» **Given information**:
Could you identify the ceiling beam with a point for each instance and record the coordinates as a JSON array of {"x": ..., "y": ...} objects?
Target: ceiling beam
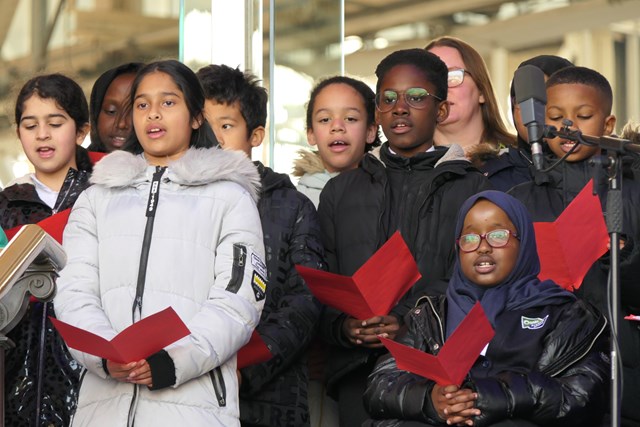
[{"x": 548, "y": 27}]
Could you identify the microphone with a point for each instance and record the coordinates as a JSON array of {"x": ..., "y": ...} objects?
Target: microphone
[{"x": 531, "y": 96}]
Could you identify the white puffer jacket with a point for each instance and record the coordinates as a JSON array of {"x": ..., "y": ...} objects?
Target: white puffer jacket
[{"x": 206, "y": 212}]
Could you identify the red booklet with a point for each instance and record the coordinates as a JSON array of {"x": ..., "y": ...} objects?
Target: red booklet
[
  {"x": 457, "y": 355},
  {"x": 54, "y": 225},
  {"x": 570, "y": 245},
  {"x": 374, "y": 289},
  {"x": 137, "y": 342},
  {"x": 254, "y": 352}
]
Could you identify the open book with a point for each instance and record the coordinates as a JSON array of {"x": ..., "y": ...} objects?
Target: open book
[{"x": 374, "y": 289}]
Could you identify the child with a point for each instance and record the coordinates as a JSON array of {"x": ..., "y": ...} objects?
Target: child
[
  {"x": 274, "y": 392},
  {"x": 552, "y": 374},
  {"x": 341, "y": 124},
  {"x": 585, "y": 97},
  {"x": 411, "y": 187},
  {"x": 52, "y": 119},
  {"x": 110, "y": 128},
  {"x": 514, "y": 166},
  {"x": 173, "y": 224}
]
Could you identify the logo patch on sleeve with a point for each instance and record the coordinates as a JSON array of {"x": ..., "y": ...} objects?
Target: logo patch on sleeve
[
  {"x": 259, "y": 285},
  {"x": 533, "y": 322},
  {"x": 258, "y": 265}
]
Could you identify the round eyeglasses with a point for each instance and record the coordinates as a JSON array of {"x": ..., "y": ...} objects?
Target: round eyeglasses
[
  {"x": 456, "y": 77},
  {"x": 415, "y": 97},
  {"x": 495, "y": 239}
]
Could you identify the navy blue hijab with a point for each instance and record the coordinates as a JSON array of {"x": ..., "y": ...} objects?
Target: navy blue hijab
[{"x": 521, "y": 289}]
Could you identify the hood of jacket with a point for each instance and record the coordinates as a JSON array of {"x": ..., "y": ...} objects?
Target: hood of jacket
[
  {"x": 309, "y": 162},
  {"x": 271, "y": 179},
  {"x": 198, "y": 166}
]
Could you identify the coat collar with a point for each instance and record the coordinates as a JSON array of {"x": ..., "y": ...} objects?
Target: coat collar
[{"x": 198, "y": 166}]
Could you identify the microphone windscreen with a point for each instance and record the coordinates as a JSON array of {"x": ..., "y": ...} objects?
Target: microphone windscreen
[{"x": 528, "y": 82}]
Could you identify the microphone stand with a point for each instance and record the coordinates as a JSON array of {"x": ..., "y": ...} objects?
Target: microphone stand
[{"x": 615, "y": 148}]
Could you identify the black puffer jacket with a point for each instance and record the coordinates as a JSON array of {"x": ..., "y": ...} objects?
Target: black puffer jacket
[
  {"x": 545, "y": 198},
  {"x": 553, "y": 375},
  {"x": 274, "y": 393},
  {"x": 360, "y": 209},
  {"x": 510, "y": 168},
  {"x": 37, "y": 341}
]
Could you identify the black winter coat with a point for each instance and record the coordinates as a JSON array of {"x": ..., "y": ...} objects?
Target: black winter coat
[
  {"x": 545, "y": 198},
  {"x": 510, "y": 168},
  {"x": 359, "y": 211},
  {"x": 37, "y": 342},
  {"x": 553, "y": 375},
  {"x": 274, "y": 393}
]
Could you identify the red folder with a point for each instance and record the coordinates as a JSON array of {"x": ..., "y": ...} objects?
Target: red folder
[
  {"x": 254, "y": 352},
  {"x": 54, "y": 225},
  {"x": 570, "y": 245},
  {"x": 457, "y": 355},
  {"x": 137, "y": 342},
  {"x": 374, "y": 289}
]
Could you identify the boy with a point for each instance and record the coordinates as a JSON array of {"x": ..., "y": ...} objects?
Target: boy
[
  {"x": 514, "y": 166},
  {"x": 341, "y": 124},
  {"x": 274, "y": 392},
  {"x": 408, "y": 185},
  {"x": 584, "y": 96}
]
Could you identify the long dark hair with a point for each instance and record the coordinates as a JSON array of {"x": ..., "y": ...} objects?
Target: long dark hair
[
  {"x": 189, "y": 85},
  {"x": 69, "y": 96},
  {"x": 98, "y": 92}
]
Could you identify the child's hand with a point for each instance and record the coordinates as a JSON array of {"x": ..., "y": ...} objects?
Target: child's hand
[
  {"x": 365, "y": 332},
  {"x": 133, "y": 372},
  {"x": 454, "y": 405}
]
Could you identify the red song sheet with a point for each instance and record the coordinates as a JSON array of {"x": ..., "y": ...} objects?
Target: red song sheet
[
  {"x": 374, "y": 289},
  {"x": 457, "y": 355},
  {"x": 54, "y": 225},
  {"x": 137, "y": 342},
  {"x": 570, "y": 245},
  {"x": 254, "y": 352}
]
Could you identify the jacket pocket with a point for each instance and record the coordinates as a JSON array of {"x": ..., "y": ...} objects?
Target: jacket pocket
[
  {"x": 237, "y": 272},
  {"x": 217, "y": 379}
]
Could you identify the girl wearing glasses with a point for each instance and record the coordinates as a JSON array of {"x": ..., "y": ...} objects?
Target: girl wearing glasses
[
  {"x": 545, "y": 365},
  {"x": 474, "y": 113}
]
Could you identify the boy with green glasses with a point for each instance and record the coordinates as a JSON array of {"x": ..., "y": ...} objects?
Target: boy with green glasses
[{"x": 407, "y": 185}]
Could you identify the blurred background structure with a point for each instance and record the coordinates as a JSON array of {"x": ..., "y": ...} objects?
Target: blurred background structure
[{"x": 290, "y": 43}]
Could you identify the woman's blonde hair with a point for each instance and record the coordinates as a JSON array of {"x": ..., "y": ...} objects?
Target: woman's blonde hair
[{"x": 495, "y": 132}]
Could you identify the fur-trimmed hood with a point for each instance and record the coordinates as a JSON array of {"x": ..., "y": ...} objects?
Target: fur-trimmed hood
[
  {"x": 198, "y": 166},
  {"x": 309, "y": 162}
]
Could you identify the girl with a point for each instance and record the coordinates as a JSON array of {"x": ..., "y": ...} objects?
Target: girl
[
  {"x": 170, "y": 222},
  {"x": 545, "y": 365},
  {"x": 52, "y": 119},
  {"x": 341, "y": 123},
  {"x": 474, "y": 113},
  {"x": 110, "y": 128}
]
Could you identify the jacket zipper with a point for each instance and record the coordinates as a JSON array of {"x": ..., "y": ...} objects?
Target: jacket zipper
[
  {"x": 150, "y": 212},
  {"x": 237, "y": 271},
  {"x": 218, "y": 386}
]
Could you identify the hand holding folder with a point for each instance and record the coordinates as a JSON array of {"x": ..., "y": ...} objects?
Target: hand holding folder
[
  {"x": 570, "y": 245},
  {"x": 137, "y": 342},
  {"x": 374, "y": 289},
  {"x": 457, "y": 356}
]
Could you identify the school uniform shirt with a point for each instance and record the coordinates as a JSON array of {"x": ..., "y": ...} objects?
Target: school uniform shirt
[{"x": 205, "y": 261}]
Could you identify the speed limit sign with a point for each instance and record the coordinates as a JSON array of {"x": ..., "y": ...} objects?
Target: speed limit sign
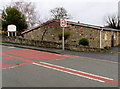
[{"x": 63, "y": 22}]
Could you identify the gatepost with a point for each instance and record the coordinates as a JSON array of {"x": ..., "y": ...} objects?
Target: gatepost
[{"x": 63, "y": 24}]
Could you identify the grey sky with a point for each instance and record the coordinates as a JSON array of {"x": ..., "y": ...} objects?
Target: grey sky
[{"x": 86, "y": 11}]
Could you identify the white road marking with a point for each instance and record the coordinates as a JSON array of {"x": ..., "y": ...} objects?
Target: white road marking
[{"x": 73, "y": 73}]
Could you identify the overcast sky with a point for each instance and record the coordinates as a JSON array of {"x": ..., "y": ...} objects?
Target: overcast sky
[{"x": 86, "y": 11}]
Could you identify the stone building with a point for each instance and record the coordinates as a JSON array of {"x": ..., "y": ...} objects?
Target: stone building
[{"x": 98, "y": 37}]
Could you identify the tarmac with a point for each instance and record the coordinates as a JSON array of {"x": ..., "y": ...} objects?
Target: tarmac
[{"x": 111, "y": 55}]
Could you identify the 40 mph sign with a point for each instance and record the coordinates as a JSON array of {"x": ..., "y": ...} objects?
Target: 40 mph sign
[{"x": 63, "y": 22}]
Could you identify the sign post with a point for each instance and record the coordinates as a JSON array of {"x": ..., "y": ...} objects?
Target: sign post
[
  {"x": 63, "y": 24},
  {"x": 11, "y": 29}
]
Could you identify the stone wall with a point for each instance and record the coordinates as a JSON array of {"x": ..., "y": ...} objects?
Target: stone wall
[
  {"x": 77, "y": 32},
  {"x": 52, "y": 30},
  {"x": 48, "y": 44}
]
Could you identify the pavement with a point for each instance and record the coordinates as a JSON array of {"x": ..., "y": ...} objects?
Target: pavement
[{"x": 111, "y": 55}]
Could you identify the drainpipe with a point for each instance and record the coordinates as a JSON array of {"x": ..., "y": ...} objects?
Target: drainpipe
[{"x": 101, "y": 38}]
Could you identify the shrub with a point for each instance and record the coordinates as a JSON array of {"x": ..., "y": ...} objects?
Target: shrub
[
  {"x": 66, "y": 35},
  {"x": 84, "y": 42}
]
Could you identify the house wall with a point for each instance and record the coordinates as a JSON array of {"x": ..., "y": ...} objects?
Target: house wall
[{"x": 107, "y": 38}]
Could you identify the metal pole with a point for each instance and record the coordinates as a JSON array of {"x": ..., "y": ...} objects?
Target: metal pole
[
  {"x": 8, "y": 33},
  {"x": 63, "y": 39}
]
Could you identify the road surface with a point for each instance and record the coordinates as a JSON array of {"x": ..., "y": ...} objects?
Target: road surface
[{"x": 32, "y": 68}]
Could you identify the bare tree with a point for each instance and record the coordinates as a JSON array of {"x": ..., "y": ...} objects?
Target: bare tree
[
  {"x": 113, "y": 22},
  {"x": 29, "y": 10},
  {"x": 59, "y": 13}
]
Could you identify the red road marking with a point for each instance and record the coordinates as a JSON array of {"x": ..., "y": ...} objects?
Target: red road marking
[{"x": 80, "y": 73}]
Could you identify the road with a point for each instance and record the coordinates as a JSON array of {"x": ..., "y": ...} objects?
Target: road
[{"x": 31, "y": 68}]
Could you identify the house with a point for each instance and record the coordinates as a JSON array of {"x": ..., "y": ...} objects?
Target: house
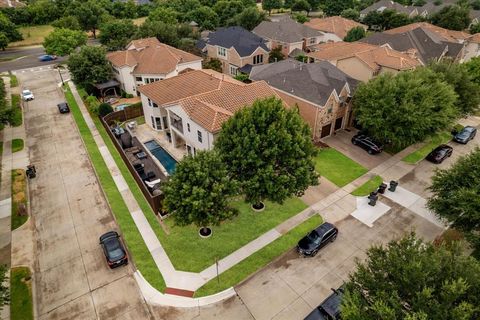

» **Problem**:
Reproduce word for word only the lines between the line containing "Could you identify the stone wall" and the end of the listing above, both included, and drop any pictures.

» **Output for this task**:
Could you identify the stone wall with a point for each instance and record the coordinates as a JSON array of {"x": ..., "y": ...} objects?
Target: stone wall
[
  {"x": 77, "y": 32},
  {"x": 52, "y": 30},
  {"x": 48, "y": 44}
]
Could you identify the pavement with a point for each instance and record the coordinates as a JSON array of {"x": ..., "y": ...} objects?
Target: pavement
[{"x": 111, "y": 55}]
Could you identify the drainpipe with a point for each instance and record the coordinates as a JSON array of {"x": ..., "y": ...} objects?
Target: drainpipe
[{"x": 101, "y": 38}]
Could you identify the shrub with a point for each instance and record the coordinates as a JSON array of {"x": ..., "y": ...} objects?
Target: shrub
[
  {"x": 66, "y": 35},
  {"x": 84, "y": 42}
]
Could you identify the house wall with a point for each instance and record the coordinates as a JSON array of {"x": ..., "y": ...} objects?
Target: house wall
[{"x": 107, "y": 38}]
Could you identify the metal pole with a point for each instance and record the coordinates as a JSON array of {"x": ..., "y": ...} objects?
Target: metal pole
[
  {"x": 8, "y": 33},
  {"x": 63, "y": 39}
]
Could you identify the road surface with a point for each instance and record the coordinates as a JSON array of {"x": ..., "y": ...} objects?
Target: road surface
[{"x": 32, "y": 68}]
Could you identify the bare tree with a point for each instance and record the coordinates as a JSON array of {"x": ..., "y": ...} objects?
Target: bare tree
[
  {"x": 113, "y": 22},
  {"x": 29, "y": 10},
  {"x": 59, "y": 13}
]
Could you identify the red road marking with a point for each instance and record the coordinates as a JSON array of {"x": ..., "y": ...} objects?
Target: red road marking
[{"x": 80, "y": 73}]
Could you identify the road with a point for each instance and record the coordinates as a JSON array of {"x": ..., "y": ...} objects?
Target: road
[{"x": 31, "y": 68}]
Could you identify the house with a point for each instance and record the coordinates as a JSON array of {"x": ..., "y": ...} objects?
Target: house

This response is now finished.